Transportation in France relies on one of the densest networks in the world with 146 km of road and 6.2 km of rail lines per 100 km2. It is built as a web with Paris at its center.[1]


France has a system of large, navigable rivers, such as the Loire, Seine and Rhône that cross the country.

The first important human improvements were the Roman roads linking major settlements and providing quick passage for marching armies.

All through the Middle Ages improvements were few and second rate. Transport became slow and awkward to use. The early modern period saw great improvements. There was a very quick production of canals connecting rivers. It also saw great changes in oceanic shipping. Rather than expensive galleys, wind powered ships that were much faster and had more room for cargo became popular for coastal trade. Transatlantic shipping with the New World turned cities such as Nantes, Bordeaux, Cherbourg-Octeville and Le Havre into major ports.


File:Carte TGV.svg
TGV Network:
• red and blue: high-speed lines
• black: normal lines used by TGVs
• dotted lines: planned for 2009

There is a total of 9,501 kilometres (5,904 mi) of railway in France, mostly operated by SNCF, the French national railway company. The French railways are subsidised by the state, receiving €13.2 billion in 2013.[2] However, the railway system is a small portion of total travel, accounting for less than 10% of passenger travel.[3]

From 2013 onwards, a newly constructed set of high-speed Lignes à Grande Vitesse (LGV) lines linked France's most populous areas with the capital, starting with Paris-Lyon. In 1994, the Channel Tunnel opened, connecting France and Great Britain by rail under the English Channel. The TGV has set many world speed records, the most recent on 3 April 2007, when a new version of the TGV dubbed the V150 with larger wheels than the usual TGV, and a stronger 25,000 hp (18,600 kW) engine, broke the world speed record for conventional rail trains, reaching 574.8 km/h (357.2 mph).[4]

Trains, unlike road traffic, drive on the left (except in Alsace-Moselle). Metro and tramway services are not thought of as trains and usually follow road traffic in driving on the right (except the Lyon Metro).
════════
Directions –
**a.** According to the text on transportation in France, in what year did the Channel Tunnel open?
**b.** Write the next part of the text on transportation in France, picking up after its last sentence.
════════
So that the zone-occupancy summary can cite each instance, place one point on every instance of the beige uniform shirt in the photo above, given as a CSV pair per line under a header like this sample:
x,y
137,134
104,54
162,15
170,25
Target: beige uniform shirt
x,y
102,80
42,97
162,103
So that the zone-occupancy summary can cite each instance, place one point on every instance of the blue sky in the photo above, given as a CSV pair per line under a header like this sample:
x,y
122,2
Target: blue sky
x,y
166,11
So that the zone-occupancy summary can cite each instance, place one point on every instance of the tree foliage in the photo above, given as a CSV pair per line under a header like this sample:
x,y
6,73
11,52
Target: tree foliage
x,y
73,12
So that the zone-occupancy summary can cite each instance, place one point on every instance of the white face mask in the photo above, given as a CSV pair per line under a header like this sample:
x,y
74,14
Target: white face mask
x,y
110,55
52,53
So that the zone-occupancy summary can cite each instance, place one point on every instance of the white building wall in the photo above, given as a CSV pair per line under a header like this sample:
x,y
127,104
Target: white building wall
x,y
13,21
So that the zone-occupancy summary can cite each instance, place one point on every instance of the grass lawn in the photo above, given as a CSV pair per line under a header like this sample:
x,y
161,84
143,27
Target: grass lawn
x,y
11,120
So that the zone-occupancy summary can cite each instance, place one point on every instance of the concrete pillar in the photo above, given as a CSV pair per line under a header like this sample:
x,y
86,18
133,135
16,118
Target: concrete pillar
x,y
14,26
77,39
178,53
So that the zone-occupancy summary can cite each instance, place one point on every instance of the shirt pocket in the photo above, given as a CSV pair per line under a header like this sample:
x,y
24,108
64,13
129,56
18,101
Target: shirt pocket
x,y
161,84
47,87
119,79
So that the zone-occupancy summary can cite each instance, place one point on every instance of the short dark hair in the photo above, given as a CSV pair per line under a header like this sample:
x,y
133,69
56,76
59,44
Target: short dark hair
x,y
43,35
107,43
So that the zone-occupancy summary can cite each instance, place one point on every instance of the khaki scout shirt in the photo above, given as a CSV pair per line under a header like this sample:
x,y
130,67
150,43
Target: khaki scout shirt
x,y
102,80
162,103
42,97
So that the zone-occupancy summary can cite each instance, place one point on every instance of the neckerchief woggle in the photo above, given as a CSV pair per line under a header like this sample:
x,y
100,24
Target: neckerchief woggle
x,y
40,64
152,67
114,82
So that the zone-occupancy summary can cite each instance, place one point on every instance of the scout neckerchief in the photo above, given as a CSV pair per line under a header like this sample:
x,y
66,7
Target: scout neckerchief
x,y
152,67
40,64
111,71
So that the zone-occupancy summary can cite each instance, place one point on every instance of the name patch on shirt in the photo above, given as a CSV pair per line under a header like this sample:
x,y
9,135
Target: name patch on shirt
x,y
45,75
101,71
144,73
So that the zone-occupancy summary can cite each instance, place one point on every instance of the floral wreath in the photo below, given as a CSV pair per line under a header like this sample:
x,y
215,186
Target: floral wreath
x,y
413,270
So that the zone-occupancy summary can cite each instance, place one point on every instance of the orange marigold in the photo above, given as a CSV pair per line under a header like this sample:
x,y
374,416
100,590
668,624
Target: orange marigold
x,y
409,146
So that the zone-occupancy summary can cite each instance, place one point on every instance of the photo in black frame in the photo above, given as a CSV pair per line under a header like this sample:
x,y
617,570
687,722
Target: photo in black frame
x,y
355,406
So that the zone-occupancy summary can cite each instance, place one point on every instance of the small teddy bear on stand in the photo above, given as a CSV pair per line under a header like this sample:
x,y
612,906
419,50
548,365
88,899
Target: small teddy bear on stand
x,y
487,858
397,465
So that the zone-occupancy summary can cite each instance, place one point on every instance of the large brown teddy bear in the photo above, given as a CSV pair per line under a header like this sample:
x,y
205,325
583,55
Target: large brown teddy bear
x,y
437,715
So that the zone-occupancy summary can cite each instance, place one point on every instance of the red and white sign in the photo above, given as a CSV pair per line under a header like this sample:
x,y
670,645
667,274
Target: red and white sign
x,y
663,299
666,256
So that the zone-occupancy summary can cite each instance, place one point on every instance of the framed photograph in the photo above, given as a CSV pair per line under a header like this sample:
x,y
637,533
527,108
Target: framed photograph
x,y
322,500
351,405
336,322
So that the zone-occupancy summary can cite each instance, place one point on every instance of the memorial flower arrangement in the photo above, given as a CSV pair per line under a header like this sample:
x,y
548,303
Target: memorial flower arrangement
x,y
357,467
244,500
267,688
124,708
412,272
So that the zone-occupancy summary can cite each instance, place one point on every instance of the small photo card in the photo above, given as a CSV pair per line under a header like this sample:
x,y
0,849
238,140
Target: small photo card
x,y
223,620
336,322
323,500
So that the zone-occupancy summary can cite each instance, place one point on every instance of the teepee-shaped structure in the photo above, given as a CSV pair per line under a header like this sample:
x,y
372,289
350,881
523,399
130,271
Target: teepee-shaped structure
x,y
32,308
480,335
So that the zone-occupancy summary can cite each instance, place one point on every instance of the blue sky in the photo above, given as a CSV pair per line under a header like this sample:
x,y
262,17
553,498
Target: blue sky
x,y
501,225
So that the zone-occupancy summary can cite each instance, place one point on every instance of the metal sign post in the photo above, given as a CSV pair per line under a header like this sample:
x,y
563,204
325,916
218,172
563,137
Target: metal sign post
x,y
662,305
════════
Answer list –
**a.** 1994

**b.**
Metros (rapid transit)

Six cities in France currently have metro (rapid transit) service. Full metro systems are in operation in Paris (16 lines), Lyon (4 lines) and Marseille (2 lines). Light metro (VAL-type) systems are in use in Lille (2 lines), Toulouse (2 lines) and Rennes (1 line).


In spite of the closure of most of France's tram systems in earlier years, a fast-growing number of France's major cities have modern tram or light rail networks, including Paris, Lyon (Lyon having the biggest one), Toulouse, Montpellier, Saint-Étienne, Strasbourg and Nantes. Recently the tram has seen a very big revival with many experiments such as ground level power supply in Bordeaux, or trolleybuses pretending to be trams in Nancy.[5]

This way of travelling started disappearing in France at the end of the 1930s. Only Lille, Marseille and Saint-Étienne have never given up their tram systems. Since the 1980s, several cities have re-introduced it.

The following French towns and cities run light rail or tram systems:

Tram systems are planned or under construction in Dijon, Le Havre, Tours, and Fort-de-France.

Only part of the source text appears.